WORK TO COMPLETE:
Rewrite the rows from the line containing "Pick out each instance of the woman wearing" through the line containing "<point>392,179</point>", changing every "white headband" to "white hair band" and keeping everything else the same.

Dataset entries:
....
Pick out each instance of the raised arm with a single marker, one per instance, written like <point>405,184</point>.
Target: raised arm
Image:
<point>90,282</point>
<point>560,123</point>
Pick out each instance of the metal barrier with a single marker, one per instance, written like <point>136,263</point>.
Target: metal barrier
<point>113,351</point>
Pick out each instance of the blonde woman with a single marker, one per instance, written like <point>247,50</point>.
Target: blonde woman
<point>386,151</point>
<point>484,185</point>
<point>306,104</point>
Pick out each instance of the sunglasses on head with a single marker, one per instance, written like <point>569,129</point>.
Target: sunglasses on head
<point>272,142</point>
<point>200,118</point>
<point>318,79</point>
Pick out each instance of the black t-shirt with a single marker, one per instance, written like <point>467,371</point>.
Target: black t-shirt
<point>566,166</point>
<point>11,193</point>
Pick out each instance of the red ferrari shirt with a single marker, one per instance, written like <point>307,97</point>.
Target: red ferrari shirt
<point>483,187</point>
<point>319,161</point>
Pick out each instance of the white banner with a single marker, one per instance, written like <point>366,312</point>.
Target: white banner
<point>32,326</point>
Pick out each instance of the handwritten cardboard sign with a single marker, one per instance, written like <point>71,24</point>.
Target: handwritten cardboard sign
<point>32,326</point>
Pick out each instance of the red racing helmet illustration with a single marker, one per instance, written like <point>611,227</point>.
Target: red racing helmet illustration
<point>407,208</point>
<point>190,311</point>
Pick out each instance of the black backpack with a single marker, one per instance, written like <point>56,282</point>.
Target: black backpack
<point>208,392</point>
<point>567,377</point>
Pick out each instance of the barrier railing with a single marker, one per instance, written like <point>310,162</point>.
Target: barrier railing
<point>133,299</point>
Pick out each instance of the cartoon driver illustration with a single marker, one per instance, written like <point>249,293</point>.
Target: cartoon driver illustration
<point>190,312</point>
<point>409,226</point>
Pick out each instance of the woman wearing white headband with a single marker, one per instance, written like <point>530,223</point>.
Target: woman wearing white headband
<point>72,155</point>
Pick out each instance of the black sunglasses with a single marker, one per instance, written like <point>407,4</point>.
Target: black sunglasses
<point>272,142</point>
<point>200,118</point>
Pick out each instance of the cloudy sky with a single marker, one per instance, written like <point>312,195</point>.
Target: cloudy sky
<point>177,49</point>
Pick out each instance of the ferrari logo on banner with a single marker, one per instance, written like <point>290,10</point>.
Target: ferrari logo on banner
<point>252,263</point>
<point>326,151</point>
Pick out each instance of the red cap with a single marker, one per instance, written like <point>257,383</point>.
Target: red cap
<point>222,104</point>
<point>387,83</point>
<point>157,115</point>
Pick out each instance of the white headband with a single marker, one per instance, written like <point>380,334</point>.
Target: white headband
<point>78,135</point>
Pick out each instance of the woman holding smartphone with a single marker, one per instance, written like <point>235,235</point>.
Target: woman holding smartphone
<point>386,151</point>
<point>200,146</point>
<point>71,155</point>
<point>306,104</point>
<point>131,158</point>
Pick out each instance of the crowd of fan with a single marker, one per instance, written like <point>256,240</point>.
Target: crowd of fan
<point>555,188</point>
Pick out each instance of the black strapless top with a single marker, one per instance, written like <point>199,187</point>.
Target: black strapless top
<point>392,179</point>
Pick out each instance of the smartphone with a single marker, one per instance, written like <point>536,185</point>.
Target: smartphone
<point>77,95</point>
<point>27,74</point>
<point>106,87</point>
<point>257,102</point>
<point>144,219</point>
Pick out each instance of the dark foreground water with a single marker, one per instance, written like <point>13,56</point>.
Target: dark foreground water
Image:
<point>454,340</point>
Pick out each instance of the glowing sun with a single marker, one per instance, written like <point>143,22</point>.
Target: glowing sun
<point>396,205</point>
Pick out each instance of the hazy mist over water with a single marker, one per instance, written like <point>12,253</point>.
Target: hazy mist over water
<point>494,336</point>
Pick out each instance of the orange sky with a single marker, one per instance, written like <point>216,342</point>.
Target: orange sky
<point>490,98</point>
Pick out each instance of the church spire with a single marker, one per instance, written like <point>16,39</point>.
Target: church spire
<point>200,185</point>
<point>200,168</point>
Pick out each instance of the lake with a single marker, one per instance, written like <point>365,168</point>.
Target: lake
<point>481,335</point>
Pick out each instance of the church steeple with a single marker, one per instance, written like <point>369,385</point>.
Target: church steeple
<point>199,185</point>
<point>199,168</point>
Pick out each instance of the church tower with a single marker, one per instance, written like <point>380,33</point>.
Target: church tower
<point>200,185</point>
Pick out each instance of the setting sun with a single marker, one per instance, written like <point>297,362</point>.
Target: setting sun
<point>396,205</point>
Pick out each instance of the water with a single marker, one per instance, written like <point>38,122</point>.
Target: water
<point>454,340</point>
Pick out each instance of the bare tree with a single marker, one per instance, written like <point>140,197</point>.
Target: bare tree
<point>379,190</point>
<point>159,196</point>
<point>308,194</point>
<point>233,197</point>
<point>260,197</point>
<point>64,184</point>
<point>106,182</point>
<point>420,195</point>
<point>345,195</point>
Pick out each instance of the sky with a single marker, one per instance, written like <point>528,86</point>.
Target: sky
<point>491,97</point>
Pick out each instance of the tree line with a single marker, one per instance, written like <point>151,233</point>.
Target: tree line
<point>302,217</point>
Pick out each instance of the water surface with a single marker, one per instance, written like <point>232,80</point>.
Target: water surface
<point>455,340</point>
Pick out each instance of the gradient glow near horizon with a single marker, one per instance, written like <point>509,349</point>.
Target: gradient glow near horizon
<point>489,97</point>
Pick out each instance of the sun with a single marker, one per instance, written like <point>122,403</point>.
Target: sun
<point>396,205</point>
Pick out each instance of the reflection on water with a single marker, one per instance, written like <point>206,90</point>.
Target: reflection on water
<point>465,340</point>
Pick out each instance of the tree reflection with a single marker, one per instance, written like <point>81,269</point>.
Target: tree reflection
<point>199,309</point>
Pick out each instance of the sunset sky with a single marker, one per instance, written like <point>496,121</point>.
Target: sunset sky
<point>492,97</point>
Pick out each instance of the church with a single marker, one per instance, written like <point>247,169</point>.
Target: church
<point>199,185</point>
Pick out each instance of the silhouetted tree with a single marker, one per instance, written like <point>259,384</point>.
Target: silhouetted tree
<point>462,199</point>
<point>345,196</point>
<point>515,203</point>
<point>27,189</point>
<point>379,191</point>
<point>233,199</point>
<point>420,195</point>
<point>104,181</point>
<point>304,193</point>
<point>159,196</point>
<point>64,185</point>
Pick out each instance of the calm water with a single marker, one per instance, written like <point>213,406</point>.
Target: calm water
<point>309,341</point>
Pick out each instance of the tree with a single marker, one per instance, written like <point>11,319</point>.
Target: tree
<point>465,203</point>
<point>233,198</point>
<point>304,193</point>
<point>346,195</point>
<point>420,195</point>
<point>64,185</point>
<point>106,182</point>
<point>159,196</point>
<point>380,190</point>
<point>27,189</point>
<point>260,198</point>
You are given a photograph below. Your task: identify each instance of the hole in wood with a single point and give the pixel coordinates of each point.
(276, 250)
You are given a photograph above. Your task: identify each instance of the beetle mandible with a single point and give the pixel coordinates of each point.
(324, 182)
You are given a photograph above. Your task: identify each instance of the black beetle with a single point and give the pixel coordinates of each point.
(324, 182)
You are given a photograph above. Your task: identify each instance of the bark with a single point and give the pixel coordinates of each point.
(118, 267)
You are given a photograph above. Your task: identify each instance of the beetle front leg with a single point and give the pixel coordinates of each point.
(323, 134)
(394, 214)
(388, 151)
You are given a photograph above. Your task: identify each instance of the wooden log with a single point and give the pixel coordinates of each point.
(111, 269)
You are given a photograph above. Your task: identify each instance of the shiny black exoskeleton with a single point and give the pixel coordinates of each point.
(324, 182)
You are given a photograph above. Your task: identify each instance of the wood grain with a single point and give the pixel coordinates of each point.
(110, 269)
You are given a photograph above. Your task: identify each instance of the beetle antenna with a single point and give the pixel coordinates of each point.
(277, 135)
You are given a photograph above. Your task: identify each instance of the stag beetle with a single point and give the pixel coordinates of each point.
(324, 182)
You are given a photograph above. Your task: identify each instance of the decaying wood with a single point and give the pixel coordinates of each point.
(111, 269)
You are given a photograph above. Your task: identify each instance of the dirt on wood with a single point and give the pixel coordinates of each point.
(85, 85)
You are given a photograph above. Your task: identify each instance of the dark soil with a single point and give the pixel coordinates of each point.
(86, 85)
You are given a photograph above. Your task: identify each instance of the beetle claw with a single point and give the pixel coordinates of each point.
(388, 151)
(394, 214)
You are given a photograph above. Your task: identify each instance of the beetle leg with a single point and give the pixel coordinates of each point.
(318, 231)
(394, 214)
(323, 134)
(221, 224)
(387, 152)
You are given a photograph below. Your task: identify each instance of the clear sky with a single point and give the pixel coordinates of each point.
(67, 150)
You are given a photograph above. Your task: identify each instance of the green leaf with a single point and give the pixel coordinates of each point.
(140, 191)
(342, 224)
....
SOLUTION FOR THIS PROBLEM:
Pick out each instance of the woman wearing white hair band with a single marker, one per instance, written like <point>530,223</point>.
Target: woman wearing white hair band
<point>72,155</point>
Pick out each instance of the black sunglasses with a single marker, one per instance, written like <point>407,4</point>.
Target: black sunglasses
<point>272,142</point>
<point>200,118</point>
Pick out each instance of the cloudy sky with a single marker, one per instance, written like <point>312,195</point>.
Target: cloudy sky
<point>177,49</point>
Pick out each instance of the ferrari logo on banner with a single marker, one per instance, written like <point>290,10</point>.
Target: ferrari logo on banner
<point>252,263</point>
<point>326,151</point>
Pick out each instance of the red cap with a single marker, one per instance, written like <point>257,383</point>.
Target: red cap
<point>222,104</point>
<point>387,83</point>
<point>157,115</point>
Pick out each instance of the white hair band with a single marker, one per instance, written like <point>380,334</point>.
Target: white hair band
<point>78,135</point>
Pick out each instance of the woman holding smartphone with a single marker, one per instance, written like <point>235,235</point>.
Target: woman holding smartphone
<point>386,151</point>
<point>200,146</point>
<point>71,155</point>
<point>306,104</point>
<point>131,158</point>
Pick out each instance of the crowd of fan with a single marker, one per instance, written like <point>256,240</point>.
Target: crowd of fan
<point>555,188</point>
Pick out each instance of the black strapless top with a single marker, one per instance, written like <point>199,187</point>.
Target: black strapless top
<point>392,179</point>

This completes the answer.